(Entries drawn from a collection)
----

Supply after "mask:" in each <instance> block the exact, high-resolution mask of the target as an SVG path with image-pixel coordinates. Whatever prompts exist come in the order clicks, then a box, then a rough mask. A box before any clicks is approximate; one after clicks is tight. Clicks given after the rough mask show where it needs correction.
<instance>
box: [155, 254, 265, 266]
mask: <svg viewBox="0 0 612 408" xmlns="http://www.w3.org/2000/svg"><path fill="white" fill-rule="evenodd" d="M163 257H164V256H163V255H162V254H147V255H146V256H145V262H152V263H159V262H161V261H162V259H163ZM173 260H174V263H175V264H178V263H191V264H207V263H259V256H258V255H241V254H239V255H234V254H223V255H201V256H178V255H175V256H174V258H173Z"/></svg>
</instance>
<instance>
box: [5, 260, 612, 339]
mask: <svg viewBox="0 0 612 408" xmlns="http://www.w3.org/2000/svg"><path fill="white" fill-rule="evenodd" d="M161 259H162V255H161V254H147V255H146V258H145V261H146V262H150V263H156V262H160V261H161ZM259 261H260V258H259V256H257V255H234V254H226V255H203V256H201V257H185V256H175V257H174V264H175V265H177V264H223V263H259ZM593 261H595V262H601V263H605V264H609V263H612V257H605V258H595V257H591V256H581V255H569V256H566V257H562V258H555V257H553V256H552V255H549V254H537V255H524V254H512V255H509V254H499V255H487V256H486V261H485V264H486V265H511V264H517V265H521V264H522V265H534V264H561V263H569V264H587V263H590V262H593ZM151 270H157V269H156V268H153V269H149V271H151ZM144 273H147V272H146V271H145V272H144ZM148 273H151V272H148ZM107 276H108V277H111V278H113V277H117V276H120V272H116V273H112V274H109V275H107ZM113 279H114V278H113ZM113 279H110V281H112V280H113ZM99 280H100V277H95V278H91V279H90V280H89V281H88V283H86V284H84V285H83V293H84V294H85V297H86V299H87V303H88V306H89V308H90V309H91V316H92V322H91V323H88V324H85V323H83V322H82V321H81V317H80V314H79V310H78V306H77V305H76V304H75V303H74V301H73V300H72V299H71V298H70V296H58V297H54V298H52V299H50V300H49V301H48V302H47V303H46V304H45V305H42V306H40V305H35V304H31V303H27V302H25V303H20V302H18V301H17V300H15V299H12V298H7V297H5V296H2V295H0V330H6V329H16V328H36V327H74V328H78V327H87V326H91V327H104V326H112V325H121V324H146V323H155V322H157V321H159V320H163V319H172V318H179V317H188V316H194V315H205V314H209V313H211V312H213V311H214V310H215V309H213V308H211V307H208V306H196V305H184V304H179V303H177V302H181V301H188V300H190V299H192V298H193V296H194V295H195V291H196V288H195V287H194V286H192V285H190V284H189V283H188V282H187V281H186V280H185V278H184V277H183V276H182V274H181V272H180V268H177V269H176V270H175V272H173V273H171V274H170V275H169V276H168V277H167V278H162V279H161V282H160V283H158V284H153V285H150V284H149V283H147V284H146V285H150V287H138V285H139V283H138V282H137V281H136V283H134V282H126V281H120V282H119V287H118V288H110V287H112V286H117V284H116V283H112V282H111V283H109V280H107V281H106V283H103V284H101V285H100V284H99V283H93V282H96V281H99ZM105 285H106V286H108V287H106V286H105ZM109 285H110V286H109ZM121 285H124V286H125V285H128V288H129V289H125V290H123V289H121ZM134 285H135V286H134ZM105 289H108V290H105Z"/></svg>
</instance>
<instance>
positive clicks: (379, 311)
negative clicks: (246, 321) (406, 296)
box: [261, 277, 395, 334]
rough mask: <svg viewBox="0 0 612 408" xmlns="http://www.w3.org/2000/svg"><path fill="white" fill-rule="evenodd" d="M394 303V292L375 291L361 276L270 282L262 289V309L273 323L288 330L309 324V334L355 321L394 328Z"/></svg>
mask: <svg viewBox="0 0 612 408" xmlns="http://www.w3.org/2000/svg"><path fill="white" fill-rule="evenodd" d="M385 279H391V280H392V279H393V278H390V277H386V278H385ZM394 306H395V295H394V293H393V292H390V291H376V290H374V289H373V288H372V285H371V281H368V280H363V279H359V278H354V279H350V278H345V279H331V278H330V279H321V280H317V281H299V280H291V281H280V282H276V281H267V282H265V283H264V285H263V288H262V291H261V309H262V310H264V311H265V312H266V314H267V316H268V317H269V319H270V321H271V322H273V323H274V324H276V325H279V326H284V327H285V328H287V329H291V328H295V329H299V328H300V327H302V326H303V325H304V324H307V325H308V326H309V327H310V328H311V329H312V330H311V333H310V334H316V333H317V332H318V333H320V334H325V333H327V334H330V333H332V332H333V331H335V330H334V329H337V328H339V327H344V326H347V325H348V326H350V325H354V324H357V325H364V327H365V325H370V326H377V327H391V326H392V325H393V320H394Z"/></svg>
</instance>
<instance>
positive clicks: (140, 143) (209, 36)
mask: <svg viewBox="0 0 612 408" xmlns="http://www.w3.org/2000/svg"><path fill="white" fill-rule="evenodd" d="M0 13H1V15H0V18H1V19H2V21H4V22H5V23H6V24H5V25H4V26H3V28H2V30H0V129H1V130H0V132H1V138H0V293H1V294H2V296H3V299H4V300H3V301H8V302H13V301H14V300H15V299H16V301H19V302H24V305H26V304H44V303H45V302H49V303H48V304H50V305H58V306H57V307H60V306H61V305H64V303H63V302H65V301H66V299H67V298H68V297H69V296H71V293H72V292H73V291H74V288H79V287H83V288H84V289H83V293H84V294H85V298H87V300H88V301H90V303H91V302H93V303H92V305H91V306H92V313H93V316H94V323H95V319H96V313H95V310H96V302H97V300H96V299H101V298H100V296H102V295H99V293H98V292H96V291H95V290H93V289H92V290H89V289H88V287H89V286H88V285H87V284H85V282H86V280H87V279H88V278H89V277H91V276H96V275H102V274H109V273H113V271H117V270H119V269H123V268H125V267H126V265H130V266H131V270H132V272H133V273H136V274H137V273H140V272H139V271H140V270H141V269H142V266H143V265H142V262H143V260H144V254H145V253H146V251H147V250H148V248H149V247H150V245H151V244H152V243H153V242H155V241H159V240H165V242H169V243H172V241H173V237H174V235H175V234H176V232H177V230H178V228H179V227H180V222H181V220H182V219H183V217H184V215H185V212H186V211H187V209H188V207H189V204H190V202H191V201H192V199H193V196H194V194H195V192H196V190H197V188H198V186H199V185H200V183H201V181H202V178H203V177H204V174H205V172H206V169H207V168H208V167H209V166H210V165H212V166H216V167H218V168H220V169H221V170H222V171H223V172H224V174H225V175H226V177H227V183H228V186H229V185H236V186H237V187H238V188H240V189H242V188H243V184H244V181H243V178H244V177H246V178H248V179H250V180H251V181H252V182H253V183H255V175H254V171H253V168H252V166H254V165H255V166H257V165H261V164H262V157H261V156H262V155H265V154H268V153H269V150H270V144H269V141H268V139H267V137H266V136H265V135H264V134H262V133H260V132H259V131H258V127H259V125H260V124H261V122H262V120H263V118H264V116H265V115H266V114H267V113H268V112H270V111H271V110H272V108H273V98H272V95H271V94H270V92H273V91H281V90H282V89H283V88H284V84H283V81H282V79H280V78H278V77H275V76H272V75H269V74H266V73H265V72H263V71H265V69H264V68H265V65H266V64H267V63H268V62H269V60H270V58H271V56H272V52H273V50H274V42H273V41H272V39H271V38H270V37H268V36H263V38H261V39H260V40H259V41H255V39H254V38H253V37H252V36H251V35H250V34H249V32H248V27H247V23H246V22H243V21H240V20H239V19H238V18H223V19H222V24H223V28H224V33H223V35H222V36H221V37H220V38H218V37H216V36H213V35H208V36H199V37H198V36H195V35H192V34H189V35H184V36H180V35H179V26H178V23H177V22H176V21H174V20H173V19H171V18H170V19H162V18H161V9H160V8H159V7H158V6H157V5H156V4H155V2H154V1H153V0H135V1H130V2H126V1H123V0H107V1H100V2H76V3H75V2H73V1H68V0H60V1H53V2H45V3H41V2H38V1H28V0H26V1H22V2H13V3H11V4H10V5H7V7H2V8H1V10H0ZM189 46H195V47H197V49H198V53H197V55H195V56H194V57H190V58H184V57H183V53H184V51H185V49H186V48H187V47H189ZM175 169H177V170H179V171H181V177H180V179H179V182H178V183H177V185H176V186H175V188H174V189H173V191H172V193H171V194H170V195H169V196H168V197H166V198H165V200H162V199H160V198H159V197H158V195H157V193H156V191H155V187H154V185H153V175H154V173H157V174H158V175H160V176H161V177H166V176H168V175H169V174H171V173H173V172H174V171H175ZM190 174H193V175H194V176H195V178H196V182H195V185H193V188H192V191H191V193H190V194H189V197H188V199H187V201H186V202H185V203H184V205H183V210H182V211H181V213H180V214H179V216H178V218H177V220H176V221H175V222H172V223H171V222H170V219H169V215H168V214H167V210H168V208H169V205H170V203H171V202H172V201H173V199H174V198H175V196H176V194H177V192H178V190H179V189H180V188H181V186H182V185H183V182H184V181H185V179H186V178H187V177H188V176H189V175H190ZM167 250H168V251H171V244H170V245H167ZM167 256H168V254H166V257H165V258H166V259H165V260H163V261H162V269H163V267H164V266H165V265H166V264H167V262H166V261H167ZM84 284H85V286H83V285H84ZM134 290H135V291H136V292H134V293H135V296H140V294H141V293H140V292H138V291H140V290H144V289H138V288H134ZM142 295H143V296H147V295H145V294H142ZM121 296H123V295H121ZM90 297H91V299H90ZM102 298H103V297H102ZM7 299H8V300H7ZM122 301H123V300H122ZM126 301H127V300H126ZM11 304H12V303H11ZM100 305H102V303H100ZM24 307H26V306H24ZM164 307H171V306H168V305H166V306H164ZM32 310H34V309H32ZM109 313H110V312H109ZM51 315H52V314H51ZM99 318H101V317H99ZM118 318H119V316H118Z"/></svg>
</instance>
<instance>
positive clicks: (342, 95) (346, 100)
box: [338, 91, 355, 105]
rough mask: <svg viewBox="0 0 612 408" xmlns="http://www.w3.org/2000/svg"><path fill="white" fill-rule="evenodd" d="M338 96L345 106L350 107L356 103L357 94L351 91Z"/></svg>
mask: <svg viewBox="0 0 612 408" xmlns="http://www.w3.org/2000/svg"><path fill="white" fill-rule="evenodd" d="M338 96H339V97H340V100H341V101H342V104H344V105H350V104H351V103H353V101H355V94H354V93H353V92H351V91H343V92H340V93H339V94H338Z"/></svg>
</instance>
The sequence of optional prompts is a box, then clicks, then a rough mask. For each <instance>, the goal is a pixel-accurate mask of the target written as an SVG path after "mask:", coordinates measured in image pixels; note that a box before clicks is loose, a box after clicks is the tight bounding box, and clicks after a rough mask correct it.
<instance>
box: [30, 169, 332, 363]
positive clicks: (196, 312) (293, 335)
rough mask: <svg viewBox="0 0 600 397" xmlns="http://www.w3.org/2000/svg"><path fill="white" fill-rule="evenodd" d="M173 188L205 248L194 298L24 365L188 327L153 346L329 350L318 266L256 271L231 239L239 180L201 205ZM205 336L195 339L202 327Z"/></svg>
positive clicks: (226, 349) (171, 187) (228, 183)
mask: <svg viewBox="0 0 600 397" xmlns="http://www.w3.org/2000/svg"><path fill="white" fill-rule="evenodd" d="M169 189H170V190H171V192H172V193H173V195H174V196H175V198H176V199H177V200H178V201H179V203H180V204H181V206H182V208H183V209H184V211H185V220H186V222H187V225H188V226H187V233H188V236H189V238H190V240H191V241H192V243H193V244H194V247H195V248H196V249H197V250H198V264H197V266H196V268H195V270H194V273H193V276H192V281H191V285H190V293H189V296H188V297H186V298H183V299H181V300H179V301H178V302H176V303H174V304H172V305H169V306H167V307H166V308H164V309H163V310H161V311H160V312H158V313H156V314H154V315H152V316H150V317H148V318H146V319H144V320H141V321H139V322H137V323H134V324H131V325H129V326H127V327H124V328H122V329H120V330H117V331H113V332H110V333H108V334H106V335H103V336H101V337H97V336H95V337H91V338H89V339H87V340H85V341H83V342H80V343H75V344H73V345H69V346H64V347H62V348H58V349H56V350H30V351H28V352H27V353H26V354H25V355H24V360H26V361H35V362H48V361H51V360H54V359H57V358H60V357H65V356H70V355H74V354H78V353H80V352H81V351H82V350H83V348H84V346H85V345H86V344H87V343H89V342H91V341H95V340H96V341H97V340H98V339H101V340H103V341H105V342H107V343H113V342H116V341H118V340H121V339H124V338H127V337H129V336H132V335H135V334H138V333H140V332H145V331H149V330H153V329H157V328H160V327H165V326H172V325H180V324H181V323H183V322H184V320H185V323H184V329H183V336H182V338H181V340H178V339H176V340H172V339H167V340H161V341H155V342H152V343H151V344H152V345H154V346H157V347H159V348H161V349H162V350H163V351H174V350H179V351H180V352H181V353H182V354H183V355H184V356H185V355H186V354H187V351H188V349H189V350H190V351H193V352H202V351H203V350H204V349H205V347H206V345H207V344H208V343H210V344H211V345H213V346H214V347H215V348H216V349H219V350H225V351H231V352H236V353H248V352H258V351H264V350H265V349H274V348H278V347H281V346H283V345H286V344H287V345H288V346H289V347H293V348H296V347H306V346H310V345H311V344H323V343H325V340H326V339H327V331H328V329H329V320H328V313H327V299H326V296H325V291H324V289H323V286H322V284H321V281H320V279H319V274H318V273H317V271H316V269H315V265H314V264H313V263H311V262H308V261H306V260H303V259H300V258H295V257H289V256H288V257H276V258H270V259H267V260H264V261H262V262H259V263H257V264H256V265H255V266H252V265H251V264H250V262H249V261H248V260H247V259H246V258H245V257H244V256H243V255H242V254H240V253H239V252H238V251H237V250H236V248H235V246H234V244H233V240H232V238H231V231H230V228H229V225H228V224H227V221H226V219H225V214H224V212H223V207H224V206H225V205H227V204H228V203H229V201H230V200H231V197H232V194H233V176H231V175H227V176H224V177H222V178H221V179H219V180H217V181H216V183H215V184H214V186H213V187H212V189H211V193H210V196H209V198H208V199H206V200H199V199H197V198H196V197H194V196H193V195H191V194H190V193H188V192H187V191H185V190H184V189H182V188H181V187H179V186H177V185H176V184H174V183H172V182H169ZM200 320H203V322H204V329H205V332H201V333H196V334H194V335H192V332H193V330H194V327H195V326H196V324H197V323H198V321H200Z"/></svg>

----

▸ TASK TO CARRY OUT
Extract every line of the rows above that contains the string "after". Case counts.

▸ RESULT
Supply after "mask:" in each <instance> block the exact, high-resolution mask of the target as an SVG path with image-pixel coordinates. Whatever prompts exist come in the order clicks, then a box, then a rough mask. A box before any clicks is approximate; one after clicks is tight. Clicks given after the rough mask show where it needs correction.
The sequence of optional prompts is a box, then clicks, then a rough mask. For each <instance>, the goal is a pixel-accurate mask of the target written as an SVG path after "mask:", coordinates measured in image pixels; note that a box before clicks is loose, a box after clicks is the tight bounding box, and clicks after a rough mask correct it.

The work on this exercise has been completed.